### Stated task 1
Can you echo the passage of the Delaware judicial appointments case summary below, starting with "- Article IV, §3" and going on through "Democrats and Republicans."?

### Source extract
-- Start --
James Adams v. Governor of Delaware
922 F.3d 166
3rd Cir.2019Background
- James R. Adams, an attorney and recent Independent, challenged Article IV, §3 of the Delaware Constitution after refraining from applying for judicial vacancies limited to members of the two major parties (Democrat/Republican).
- Article IV, §3 contains two interconnected components: a "bare majority" limit and a "major political party" requirement that in practice restricts most judicial appointments to Democrats and Republicans.
- Delaware selects judges via a politically balanced nominating commission that posts party membership requirements for specific openings; governors nominate from commission lists subject to Senate confirmation.
- Adams sued the Governor in federal court claiming the provision violates his First Amendment freedom of association; the District Court granted summary judgment for Adams, finding the provision unconstitutional in its entirety.
- On appeal the Third Circuit affirmed in part and reversed in part: it found Adams had Article III and prudential standing to challenge the sections that combine the bare-majority and major-party components (Supreme, Superior, Chancery Courts) but not the sections containing only the bare-majority component (Family Court, Court of Common Pleas).
-- End --
[Dataset records on object locations]
-- Start --
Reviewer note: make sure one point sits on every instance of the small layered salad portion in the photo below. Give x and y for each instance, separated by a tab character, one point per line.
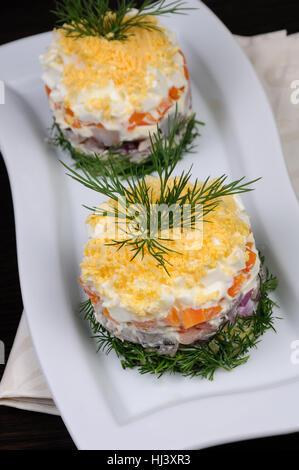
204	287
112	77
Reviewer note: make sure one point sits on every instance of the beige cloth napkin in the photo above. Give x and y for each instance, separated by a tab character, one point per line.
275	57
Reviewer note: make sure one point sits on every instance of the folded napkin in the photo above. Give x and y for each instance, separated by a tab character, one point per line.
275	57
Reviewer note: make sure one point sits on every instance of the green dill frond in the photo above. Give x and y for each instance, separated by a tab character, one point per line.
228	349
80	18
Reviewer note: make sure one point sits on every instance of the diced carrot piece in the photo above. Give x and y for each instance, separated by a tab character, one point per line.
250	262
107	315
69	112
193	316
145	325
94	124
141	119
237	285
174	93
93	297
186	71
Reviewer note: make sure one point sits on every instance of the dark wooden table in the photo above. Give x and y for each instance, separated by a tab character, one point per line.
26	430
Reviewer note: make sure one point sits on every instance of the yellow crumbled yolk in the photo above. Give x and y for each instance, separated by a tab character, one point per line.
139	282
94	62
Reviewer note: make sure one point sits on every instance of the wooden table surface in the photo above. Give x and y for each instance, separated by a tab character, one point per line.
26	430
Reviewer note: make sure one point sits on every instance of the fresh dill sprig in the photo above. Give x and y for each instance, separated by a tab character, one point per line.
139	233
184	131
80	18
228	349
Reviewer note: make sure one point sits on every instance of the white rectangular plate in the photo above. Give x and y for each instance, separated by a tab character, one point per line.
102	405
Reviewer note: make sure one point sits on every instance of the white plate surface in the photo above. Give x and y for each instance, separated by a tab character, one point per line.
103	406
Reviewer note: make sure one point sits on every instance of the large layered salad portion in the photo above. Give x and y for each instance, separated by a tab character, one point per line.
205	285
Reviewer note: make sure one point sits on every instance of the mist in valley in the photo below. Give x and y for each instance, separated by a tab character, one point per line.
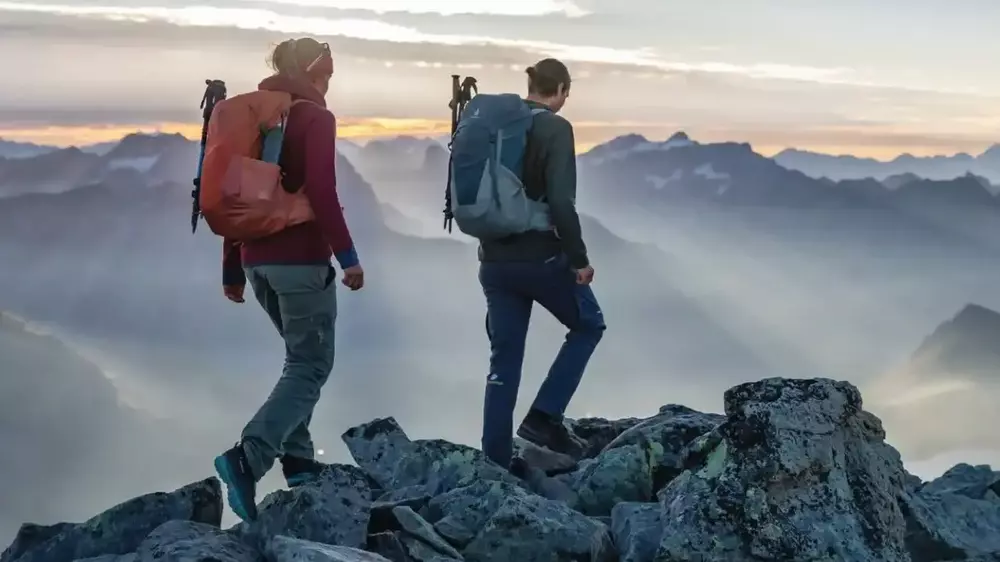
-- End --
-- Start --
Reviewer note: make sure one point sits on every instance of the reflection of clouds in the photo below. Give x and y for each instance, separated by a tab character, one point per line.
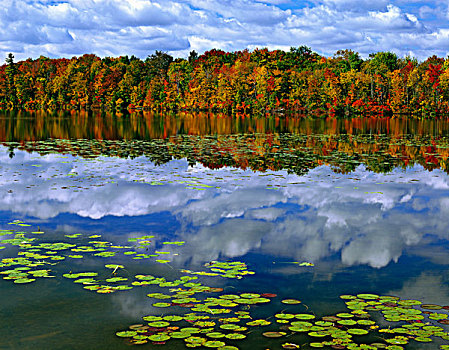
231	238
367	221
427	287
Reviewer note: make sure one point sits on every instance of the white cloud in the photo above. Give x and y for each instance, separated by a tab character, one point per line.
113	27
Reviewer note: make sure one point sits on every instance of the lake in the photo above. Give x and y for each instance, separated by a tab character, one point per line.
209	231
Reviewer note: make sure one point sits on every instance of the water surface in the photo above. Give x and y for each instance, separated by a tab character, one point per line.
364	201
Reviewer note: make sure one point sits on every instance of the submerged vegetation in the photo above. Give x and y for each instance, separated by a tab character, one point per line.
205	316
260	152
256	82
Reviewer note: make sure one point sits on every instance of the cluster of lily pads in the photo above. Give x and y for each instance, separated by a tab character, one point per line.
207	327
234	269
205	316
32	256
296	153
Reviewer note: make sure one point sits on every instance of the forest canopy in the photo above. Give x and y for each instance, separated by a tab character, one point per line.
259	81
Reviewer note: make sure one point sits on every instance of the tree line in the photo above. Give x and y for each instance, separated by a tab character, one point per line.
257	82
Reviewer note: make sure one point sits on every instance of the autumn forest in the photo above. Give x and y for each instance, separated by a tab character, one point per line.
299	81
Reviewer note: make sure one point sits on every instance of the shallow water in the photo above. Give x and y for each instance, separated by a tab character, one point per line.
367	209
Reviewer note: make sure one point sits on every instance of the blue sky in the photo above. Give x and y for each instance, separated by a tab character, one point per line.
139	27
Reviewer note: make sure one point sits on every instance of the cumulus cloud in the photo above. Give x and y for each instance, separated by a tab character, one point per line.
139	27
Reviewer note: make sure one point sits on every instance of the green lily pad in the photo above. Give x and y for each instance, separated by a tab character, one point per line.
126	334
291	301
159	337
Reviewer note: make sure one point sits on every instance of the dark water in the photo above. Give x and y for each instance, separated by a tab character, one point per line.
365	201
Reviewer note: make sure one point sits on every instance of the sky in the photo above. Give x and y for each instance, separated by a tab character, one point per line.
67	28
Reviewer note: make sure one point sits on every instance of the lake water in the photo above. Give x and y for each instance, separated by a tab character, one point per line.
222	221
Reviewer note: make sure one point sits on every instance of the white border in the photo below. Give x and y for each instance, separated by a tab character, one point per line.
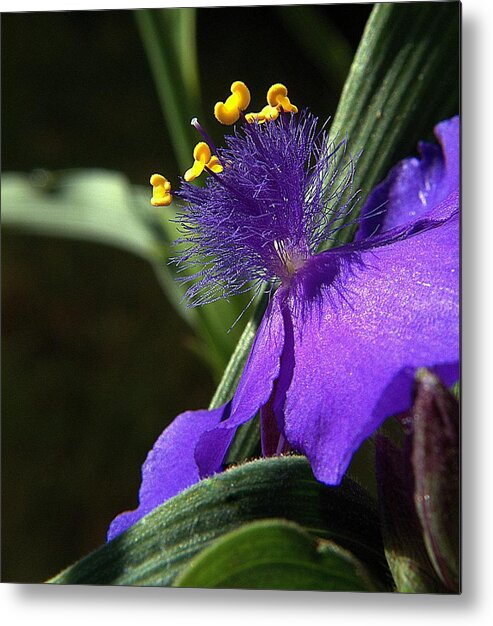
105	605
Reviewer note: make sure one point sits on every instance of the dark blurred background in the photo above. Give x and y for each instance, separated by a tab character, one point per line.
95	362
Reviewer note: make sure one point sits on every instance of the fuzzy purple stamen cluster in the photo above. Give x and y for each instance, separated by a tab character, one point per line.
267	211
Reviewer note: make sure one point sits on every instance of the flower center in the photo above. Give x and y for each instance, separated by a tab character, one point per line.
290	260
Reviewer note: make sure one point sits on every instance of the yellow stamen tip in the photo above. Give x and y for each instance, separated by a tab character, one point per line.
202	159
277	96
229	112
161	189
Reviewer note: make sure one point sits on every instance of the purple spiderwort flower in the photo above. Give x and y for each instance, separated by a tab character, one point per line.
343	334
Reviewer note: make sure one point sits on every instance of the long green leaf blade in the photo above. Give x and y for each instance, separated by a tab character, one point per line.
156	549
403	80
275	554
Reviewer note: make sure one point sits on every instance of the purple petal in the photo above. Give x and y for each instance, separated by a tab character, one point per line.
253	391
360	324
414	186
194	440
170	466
-- End --
### Stated task 2
Could you arrange the lines of the records above as a Markdown table with columns n and Line, starting with the line with "of the fresh" and going on through the line with "of the mist"? Number each row and leave out blank lines.

### Complete answer 1
- Article IV, §3 contains two interconnected components: a "bare majority" limit and a "major political party" requirement that in practice restricts most judicial appointments to Democrats and Republicans.

### Complete answer 2
| n | Line |
|---|---|
| 1 | Reviewer note: make sure one point sits on every instance of the fresh dill sprig in the photo above. Give x and y for each instance, separated by a tab character, one point per line. |
| 2 | 139	233 |
| 3 | 184	131 |
| 4 | 80	18 |
| 5 | 228	349 |
| 6 | Reviewer note: make sure one point sits on every instance of the white rectangular plate in the photo above. Give x and y for each instance, separated by a tab character, one point per line. |
| 7 | 102	405 |
| 8 | Reviewer note: make sure one point sits on every instance of the white plate surface in the photo above. Give x and y for each instance, separated by a tab character, one point per line. |
| 9 | 103	406 |
| 10 | Reviewer note: make sure one point sits on every instance of the large layered salad portion in the photo above. Give x and y for each instance, separated by a tab character, one point per line. |
| 11 | 205	285 |
| 12 | Reviewer note: make sure one point sits on every instance of the mist in valley in the photo below. Give x and y for each instance, separated by a tab character, one point per line. |